- Selected extract:
------------------------------

Based on the children’s novels by Beverley Cleary, Ramona and Beezus features a great deal of Ramona (Joey King) with just a touch of Beezus (Selena Gomez). In fact, given the movie’s exclusive focus on the younger sibling, Ramona’s World might have made a more fitting title or perhaps Ramona and Her Father, Ramona and Aunt Bea, or even Ramona and Everyone Save for Beezus, Who Gets a Handful of Scenes but No Character Arc of Her Own. I can picture poor Beezus sulking behind a great big book on the davenport. “Ramona is such a pest,” she thinks. “Imagine stealing her half of the movie like that!”
As you might have guessed, Beezus and Ramona (notice whose name comes first) is my favourite book in the series and Beezus my favourite character, so I was disappointed by her limited presence. Maybe the filmmakers thought her too old-fashioned now that a ten-year-old taking care of her baby sister is considered abuse by parents who believe discipline and responsibility stifles creativity or whatever. Even with her character now a full-fledged teenager, the sight of Beezus getting her sibling ready for school and helping with dinner feels almost anachronistic. This realisation saddens me to no end, nearly as much as Beezus’ romantic subplot with Henry Huggins, now a bland pretty boy played by Hutch Dano. Blech.

------------------------------

- Records supplied:
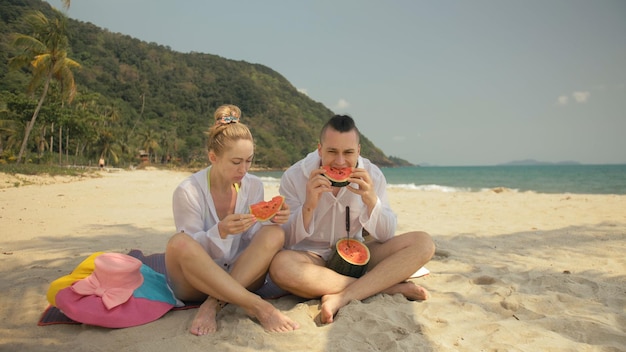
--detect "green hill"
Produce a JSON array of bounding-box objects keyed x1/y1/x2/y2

------------------------------

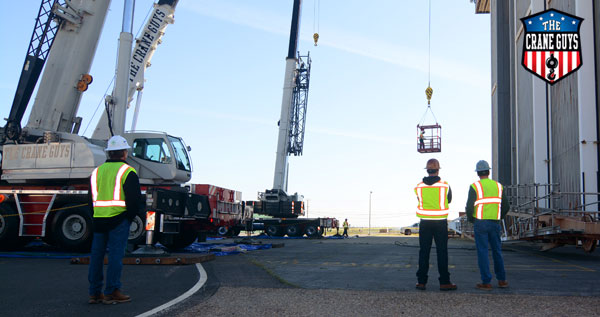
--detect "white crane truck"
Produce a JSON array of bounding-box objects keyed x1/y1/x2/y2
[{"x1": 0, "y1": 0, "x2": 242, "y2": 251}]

------------------------------

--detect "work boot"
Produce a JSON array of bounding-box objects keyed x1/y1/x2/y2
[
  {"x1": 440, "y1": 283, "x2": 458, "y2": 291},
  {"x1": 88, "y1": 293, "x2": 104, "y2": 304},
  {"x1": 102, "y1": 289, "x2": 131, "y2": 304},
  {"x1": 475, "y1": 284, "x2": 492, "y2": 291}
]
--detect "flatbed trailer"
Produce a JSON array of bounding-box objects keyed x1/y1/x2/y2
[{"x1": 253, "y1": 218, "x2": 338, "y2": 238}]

------------------------------

- Description of the task:
Reproduce word for word the portion of the passage on the film Ramona and Beezus starting at "As you might" and ending at "Hutch Dano. Blech.".

- Solution below:
As you might have guessed, Beezus and Ramona (notice whose name comes first) is my favourite book in the series and Beezus my favourite character, so I was disappointed by her limited presence. Maybe the filmmakers thought her too old-fashioned now that a ten-year-old taking care of her baby sister is considered abuse by parents who believe discipline and responsibility stifles creativity or whatever. Even with her character now a full-fledged teenager, the sight of Beezus getting her sibling ready for school and helping with dinner feels almost anachronistic. This realisation saddens me to no end, nearly as much as Beezus’ romantic subplot with Henry Huggins, now a bland pretty boy played by Hutch Dano. Blech.